* [What you will do]: Rewrite everything from the start of the listing down to and including the line with "point(371, 274)", requests and all. Reduce every coordinate in the answer points by 16.

* [Input records]:
= = = =

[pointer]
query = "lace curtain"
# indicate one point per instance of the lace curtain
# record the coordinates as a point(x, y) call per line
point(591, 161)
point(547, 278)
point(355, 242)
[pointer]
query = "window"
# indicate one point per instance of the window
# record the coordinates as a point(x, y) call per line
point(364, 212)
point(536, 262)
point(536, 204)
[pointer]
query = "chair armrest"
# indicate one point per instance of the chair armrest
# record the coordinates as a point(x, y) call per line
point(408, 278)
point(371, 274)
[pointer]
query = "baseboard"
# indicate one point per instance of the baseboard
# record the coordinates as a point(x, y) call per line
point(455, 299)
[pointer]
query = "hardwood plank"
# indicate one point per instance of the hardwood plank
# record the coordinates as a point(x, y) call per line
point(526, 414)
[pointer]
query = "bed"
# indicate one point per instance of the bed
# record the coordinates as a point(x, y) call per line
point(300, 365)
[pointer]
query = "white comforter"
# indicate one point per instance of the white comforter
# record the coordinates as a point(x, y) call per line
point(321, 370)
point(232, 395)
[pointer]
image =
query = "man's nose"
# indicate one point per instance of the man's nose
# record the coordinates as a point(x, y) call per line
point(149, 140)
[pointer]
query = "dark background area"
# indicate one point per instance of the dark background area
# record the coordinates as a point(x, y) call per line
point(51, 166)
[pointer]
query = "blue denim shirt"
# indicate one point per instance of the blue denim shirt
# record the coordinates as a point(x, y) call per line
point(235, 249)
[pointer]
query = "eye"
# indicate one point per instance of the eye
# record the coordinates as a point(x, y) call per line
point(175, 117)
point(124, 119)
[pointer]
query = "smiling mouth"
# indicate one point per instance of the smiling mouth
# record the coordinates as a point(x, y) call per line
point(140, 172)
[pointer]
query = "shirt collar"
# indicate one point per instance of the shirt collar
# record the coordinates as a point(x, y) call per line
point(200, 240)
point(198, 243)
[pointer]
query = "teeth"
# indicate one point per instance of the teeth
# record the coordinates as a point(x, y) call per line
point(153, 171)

= = = =

* [Output for this task]:
[pointer]
query = "lace curtain"
# indicate one point per instance of the lace curtain
# record the coordinates as a point(x, y) call per line
point(575, 145)
point(531, 262)
point(339, 226)
[pointer]
query = "window"
# indicate one point per instance of the window
# record the coordinates as a point(x, y) call per line
point(348, 196)
point(520, 246)
point(520, 188)
[pointer]
query = "chair armrest"
# indicate one point per instance of the chair armrest
# record the coordinates as a point(x, y) call per line
point(392, 262)
point(355, 258)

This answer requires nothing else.